Problem to work on:
Can you write out the stretch from the line containing "TARGET = blue sky" through the line containing "column 275, row 161", swapping "pin" for "mark" and leaving everything else untouched?

****************

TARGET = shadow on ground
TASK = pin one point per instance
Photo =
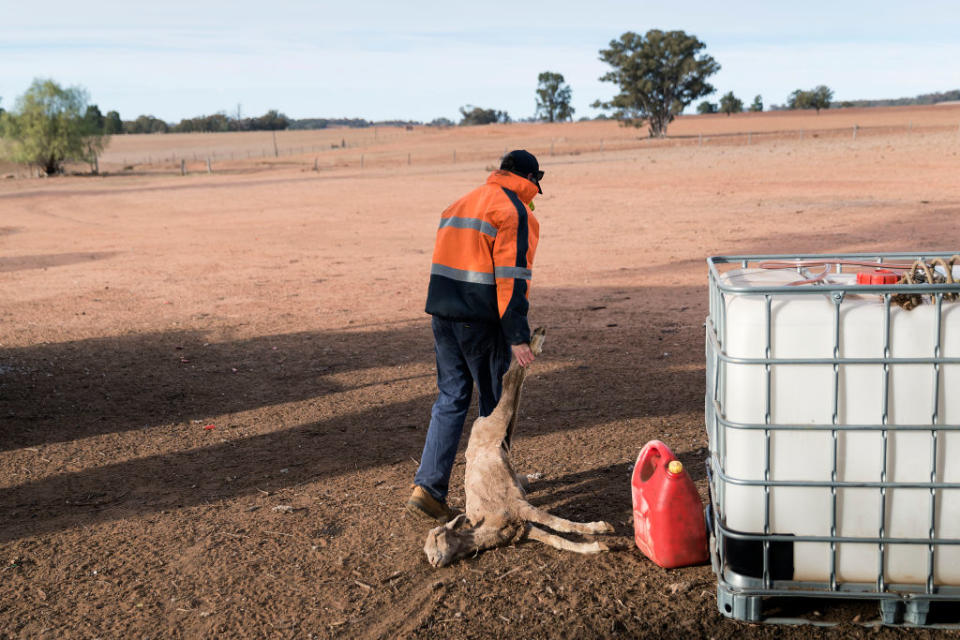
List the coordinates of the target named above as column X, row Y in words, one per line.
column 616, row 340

****************

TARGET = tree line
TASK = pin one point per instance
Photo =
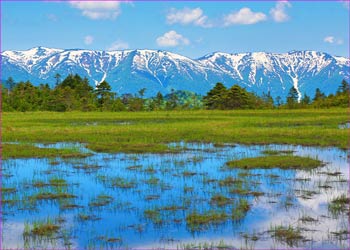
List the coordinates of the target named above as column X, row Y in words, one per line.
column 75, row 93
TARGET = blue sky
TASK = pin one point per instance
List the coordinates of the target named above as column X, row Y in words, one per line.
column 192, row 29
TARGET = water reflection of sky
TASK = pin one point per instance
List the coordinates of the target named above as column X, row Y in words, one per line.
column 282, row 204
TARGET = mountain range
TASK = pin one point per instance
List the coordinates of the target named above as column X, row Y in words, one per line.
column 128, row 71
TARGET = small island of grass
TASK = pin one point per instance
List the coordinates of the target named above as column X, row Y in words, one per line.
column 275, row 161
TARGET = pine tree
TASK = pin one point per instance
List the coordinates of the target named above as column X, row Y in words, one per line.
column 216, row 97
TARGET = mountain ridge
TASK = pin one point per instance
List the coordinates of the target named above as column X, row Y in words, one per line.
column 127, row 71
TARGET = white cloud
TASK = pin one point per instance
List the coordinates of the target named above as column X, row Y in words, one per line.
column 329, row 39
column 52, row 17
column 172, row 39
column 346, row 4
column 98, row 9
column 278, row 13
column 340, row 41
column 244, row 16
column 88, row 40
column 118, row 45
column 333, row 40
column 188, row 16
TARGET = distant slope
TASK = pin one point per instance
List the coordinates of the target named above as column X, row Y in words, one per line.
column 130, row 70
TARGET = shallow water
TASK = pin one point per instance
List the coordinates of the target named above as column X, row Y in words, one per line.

****************

Answer below:
TARGET = blue sky
TASK = mark one point per instance
List the coordinates of the target named above as column X, row Y in words, one per line.
column 192, row 29
TARGET = water reflection of sky
TASK = mark one point per instance
List the coordinates of the target named above as column X, row Y in words, one per line.
column 282, row 204
TARGET = mountain range
TASK = mark one point per instance
List the coordinates of the target named above as column X, row Y in words, one per line.
column 128, row 71
TARGET = small island of grass
TASK = mark one point per instance
List the coordinates of the target named above as column X, row Y in words, one per line.
column 275, row 161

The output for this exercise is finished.